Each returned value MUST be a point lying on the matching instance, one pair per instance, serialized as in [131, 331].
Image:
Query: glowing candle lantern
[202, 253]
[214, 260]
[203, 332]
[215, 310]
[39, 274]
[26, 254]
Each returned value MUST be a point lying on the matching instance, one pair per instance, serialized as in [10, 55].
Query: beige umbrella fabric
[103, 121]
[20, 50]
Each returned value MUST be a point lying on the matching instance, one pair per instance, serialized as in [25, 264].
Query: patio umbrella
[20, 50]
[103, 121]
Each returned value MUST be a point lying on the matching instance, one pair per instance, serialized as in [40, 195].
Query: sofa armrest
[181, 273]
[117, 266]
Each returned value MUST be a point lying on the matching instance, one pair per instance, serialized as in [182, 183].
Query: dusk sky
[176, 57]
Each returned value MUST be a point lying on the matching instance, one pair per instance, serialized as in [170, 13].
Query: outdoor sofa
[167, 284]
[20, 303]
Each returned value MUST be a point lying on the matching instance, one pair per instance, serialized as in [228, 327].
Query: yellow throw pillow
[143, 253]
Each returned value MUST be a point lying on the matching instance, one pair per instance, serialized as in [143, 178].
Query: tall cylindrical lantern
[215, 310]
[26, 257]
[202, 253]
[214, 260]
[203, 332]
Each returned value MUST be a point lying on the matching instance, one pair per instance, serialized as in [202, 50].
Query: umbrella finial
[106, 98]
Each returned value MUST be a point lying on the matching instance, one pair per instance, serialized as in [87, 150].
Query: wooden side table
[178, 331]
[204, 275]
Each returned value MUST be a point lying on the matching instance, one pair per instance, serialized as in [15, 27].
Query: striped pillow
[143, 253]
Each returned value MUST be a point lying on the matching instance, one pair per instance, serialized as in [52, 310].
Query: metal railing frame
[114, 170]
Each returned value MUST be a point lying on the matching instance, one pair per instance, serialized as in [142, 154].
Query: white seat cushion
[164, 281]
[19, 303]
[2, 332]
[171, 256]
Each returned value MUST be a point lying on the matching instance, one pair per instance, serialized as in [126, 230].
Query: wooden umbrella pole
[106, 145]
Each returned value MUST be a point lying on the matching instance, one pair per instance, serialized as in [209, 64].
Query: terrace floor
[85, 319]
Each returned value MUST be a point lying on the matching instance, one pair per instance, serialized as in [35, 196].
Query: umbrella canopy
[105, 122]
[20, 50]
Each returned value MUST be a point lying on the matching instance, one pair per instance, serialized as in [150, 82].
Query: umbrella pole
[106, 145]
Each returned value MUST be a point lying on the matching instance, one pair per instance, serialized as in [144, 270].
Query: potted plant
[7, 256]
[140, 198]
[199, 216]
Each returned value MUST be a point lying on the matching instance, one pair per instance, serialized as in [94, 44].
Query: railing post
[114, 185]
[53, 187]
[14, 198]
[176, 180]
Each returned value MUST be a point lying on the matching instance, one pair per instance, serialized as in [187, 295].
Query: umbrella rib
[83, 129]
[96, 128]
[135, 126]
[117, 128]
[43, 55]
====
- Exercise requirements -
Copy the data above word for word, beginning at the line that contains "in [142, 154]." and continuing through the end of the data.

- Completed exercise -
Each returned value MUST be a point lying on the matching instance, one pair per instance, serialized as in [142, 154].
Query: white seat cushion
[164, 281]
[19, 303]
[2, 332]
[171, 256]
Each returned value MUST be a point lying on the matching instance, one pair per instance, serialized as in [126, 230].
Query: wooden umbrella pole
[106, 145]
Each returned value MUST be a point lying on the matching instance, one pair per instance, serialized as in [209, 64].
Query: terrace floor
[85, 319]
Each returned value MUST be a point lying on the matching instance, one pair per instance, serialized as in [35, 196].
Query: umbrella canopy
[105, 122]
[20, 50]
Each returned value MUST be a point lying on the matching instance, one pair per instance, serialized as in [150, 82].
Query: umbrella pole
[106, 145]
Each returned value MUST be a point lying on the matching instance, one pair per instance, serialized as in [144, 270].
Query: potted plant
[7, 256]
[140, 198]
[199, 216]
Each returned value MUST be a point lying on the matching instance, one pair per instance, serialized as in [94, 44].
Query: railing post
[114, 185]
[53, 187]
[14, 198]
[176, 180]
Each returned value MUST be a point lying on the matching instance, one pair per instance, serialized as in [187, 295].
Query: umbrella rib
[83, 129]
[96, 128]
[135, 126]
[117, 128]
[43, 55]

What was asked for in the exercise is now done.